§ **RINCIAN TUGAS**:
Hitunglah banyaknya baris dalam data berikut yang memuat kata "clicks", dengan membedakan huruf besar dan huruf kecil. Tuliskan angkanya saja.

(Data yang dikumpulkan)
■ ■ ■

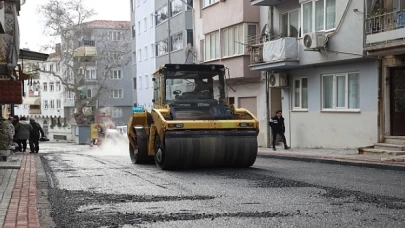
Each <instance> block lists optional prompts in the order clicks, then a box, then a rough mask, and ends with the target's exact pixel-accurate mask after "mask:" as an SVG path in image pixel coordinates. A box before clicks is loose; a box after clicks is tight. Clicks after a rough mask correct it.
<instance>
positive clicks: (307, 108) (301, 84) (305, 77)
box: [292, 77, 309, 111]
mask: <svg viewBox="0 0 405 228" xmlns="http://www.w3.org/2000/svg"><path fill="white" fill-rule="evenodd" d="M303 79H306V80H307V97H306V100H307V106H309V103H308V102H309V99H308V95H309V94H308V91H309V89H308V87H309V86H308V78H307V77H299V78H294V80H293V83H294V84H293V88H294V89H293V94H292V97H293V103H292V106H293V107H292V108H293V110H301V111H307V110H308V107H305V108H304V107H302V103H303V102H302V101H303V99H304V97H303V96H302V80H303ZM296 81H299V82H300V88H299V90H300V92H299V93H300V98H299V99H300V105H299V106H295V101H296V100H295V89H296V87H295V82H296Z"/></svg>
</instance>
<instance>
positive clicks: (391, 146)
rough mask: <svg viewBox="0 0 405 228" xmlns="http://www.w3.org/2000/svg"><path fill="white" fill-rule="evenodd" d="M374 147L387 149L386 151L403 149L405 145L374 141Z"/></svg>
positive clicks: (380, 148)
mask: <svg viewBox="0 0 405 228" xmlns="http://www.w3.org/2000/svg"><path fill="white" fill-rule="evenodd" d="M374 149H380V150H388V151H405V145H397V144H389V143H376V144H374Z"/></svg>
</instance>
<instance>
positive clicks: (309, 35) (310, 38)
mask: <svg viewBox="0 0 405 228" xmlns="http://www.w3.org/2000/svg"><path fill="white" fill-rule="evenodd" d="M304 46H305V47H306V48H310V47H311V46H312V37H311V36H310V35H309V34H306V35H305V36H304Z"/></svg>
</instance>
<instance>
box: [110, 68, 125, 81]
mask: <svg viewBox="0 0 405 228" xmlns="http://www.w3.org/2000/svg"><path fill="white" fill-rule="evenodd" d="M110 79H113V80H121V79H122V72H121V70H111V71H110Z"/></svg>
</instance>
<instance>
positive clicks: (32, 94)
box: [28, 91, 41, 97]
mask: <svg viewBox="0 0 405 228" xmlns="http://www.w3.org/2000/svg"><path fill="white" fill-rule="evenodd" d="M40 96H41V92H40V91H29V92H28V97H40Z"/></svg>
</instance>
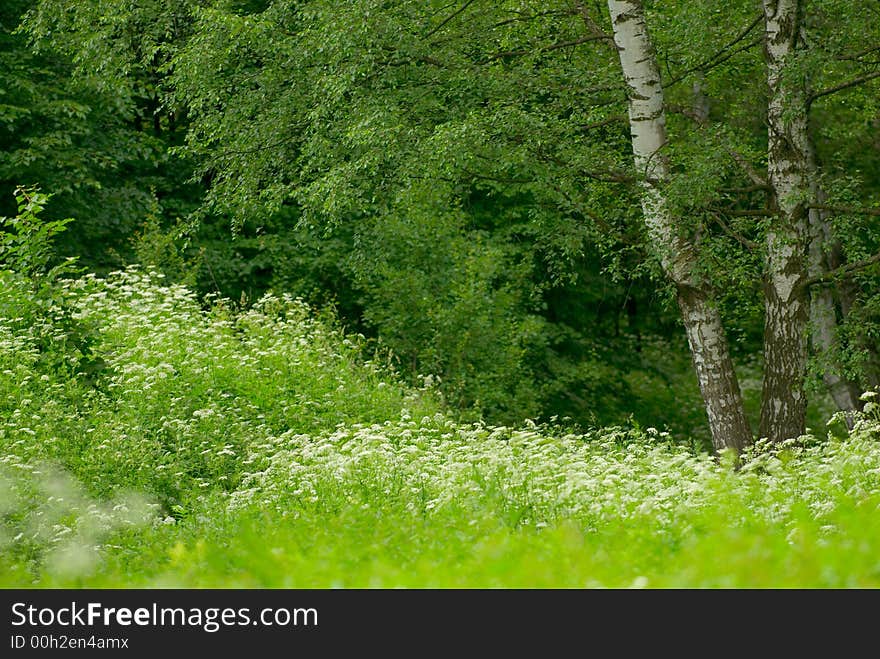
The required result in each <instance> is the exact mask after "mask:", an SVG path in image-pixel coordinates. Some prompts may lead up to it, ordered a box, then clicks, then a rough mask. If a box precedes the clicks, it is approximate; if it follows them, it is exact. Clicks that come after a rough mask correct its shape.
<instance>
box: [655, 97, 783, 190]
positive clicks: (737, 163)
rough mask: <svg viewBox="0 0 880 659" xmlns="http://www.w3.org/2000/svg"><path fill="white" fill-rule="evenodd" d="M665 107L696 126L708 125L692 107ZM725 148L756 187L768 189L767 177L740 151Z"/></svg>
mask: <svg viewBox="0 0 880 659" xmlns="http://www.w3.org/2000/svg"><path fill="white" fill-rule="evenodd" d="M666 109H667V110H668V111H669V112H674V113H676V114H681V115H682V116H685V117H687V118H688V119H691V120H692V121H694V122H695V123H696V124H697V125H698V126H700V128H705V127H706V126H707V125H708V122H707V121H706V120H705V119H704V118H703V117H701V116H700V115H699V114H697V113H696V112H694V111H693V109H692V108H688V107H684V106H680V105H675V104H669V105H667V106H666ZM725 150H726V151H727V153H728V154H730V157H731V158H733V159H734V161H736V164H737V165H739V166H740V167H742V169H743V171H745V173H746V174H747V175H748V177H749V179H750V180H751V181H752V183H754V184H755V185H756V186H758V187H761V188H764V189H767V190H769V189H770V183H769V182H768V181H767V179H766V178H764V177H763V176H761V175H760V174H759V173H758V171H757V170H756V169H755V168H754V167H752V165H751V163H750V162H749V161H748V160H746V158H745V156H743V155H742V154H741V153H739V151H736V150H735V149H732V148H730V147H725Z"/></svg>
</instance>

■ ■ ■

§ **JAWABAN LATIHAN**:
8